A matemática da esperança



Professor usa tempo livre para ensinar matemática ao pessoal da limpeza da universidade

Por Sheila Sacks

O jornal espanhol La Vanguardia, de Barcelona, abriu espaço para contar uma história pouco comum nos dias atuais e que acontece na Universidade Bar Ilan, em Ramat Gan, perto de Tel Aviv: um catedrático de matemática pura, Shai Gol, de 38 anos, ministra aulas gratuitas para um grupo de faxineiras, a maioria de jovens mulheres árabes, que trabalha na limpeza do complexo universitário. As aulas acontecem duas vezes por semana, no horário do lanche matinal.

A iniciativa pessoal do professor transpôs os limites do campus da universidade, uma das mais prestigiadas de Israel, e chegou aos ouvidos do jornalista Henrique Cymerman Benarroch, correspondente do La Vanguardia na terra santa.  Na reportagem publicada no início de 2016 – “Robin Hood en la universidad” -, o professor Gol explica que sempre observava as mulheres, de origem muito humilde, com o tradicional hijab (véu) cobrindo a cabeça, muitas delas oriundas de Jishr az-Zarga ( um povoado árabe no norte do país), no seu afã diário rodeadas de produtos de limpeza.  Ele explica que o alojamento delas fica em frente à biblioteca onde costuma despender horas pesquisando e estudando. “Um dia decidi que não podia mais ignorá-las”, conta o professor.

Duas alunas de Gol, uma árabe israelense, Arifa Amassh, e outra judia israelense, Jemda Jubran, revelaram que inicialmente não levaram a sério a proposta do professor. Tanto assim que recusaram a oferta, na primeira tentativa de aproximação. Depois, com a insistência de Gol e o interesse manifesto de outras colegas, o curso de matemática foi instalado com a participação de alguns homens que também executam serviços de limpeza.

Universitários apoiam
  
Apesar da imensa vontade de ajudar essas mulheres pouco capacitadas, devido basicamente a sua precária condição social, o professor Gol teve receio de que seu gesto não fosse bem aceito pela direção da universidade. Isso porque elas residem em locais distantes, acordam muito cedo, iniciam o serviço às 4 da manhã, e muitas fazem jornadas diárias de até 12 horas (recebem 7 euros por hora, cerca de 28 reais). Com as aulas ocorrendo no período do lanche, às 9 horas da manhã, quando as empregadas têm a oportunidade de comer e descansar, a ideia do curso poderia sofrer restrições.

§ O que se pede:
Copie, sem nenhuma alteração, a parte do texto sobre as aulas de matemática para o pessoal da limpeza que começa em "Duas alunas de" e termina em "serviços de limpeza.".

§ Material fornecido:
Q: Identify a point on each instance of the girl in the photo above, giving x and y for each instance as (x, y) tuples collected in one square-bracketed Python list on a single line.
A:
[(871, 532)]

§ Resolução da tarefa:
Duas alunas de Gol, uma árabe israelense, Arifa Amassh, e outra judia israelense, Jemda Jubran, revelaram que inicialmente não levaram a sério a proposta do professor. Tanto assim que recusaram a oferta, na primeira tentativa de aproximação. Depois, com a insistência de Gol e o interesse manifesto de outras colegas, o curso de matemática foi instalado com a participação de alguns homens que também executam serviços de limpeza.